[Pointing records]

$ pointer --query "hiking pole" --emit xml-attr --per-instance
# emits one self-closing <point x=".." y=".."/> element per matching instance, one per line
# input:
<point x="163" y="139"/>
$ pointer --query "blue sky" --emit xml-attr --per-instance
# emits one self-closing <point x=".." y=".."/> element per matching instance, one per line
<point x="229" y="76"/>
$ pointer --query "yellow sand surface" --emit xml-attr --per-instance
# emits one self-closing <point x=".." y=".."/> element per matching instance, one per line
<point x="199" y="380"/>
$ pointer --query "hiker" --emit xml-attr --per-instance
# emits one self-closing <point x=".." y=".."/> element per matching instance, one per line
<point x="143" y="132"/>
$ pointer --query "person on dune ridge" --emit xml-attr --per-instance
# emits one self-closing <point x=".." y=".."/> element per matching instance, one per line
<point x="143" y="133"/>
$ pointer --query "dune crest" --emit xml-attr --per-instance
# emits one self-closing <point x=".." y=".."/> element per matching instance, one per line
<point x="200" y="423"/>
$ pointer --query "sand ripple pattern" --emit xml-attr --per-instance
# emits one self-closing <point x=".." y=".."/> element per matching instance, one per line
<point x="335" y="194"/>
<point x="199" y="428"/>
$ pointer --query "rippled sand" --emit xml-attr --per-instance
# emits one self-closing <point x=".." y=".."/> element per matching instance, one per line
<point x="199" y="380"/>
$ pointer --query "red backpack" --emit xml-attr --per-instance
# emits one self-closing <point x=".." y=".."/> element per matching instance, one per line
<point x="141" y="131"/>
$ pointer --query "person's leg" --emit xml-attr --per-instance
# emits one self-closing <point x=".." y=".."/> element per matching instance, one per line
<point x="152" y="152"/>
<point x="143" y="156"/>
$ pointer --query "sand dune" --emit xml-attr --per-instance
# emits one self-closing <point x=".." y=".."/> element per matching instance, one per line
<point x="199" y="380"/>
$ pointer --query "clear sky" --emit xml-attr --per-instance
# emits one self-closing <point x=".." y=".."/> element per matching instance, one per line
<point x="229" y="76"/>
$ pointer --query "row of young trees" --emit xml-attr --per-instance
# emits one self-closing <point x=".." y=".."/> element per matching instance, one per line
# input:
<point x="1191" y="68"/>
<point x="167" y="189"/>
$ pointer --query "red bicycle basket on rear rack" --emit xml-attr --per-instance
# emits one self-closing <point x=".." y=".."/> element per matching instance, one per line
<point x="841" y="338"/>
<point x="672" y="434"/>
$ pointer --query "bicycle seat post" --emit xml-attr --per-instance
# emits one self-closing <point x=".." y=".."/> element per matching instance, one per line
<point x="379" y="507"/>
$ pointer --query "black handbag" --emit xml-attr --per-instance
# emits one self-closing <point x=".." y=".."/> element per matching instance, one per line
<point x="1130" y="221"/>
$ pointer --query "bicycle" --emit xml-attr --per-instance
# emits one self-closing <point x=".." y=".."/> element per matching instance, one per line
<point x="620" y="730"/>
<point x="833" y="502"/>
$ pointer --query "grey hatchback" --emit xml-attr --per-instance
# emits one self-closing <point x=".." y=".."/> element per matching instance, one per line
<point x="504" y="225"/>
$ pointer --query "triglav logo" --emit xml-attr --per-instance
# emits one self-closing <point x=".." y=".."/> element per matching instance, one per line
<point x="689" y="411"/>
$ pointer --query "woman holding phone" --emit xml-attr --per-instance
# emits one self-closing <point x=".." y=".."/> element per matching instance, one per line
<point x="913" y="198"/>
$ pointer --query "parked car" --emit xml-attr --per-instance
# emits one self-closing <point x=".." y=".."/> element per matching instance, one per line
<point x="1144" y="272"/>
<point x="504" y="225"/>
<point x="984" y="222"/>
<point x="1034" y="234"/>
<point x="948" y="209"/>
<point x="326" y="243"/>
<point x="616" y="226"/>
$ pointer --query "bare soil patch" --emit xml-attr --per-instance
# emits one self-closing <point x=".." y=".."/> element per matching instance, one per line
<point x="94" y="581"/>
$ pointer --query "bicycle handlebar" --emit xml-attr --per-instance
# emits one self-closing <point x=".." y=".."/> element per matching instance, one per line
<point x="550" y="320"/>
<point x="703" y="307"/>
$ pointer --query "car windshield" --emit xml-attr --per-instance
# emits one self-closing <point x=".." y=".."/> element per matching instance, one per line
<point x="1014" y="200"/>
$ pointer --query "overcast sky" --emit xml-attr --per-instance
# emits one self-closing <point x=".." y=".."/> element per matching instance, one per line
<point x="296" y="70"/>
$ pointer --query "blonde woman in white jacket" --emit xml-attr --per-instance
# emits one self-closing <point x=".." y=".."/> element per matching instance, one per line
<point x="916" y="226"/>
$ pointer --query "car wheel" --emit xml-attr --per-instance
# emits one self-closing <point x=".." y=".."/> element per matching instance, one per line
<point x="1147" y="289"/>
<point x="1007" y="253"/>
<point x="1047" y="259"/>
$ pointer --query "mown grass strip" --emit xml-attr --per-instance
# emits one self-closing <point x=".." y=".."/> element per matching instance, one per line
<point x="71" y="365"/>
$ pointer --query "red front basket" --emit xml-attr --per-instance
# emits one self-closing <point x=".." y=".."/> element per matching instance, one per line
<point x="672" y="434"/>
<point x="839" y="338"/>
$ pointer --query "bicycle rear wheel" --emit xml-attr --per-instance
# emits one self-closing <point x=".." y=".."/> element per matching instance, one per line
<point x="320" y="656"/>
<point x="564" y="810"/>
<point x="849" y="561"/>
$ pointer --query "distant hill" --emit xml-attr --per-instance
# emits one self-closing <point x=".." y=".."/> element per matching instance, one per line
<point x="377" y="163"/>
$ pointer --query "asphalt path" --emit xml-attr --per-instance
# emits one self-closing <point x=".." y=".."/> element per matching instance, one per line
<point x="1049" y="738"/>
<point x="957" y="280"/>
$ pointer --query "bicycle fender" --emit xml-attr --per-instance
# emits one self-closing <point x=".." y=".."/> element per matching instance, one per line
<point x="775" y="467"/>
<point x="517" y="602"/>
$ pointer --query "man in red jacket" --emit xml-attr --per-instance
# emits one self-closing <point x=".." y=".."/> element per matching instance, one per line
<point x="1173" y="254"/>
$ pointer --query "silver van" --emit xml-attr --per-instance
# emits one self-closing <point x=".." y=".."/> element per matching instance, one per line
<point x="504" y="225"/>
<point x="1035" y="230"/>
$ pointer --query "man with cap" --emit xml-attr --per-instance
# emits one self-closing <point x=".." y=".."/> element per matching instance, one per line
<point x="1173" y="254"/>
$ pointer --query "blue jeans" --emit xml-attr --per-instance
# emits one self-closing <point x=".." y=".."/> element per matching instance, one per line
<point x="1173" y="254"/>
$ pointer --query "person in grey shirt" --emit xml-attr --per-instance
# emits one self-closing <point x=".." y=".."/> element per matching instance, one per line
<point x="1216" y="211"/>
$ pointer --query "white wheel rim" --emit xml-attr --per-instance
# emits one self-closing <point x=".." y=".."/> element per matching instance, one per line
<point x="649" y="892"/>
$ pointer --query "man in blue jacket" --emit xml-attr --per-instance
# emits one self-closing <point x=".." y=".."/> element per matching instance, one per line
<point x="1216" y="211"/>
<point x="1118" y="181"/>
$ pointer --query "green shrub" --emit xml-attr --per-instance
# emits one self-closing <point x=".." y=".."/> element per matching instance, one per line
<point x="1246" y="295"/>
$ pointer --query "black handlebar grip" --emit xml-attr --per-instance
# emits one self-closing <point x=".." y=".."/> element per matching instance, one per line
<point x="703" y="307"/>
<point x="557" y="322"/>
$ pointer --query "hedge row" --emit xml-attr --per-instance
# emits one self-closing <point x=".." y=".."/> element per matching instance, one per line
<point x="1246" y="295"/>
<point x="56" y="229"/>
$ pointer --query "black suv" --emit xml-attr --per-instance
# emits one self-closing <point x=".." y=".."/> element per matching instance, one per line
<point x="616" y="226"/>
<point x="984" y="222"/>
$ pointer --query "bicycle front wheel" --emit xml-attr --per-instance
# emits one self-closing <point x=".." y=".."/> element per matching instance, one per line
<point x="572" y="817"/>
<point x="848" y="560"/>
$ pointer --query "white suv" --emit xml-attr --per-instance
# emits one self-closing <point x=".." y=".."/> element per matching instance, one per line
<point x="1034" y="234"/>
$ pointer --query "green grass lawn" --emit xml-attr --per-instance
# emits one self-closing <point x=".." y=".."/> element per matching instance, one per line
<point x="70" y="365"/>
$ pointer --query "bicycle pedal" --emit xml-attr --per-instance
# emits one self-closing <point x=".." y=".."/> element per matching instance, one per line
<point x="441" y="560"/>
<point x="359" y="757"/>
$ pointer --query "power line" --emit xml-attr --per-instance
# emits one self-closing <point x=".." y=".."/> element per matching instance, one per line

▶ [Your goal] Pick out every line in the rows above that contains the word "black" and copy each of those lines. Case counts.

▶ [Task result]
$ pointer --query "black handbag" --emit xml-attr --per-instance
$ pointer --query "black handlebar grip" --emit xml-attr --per-instance
$ pointer --query "black suv" --emit xml-attr --per-instance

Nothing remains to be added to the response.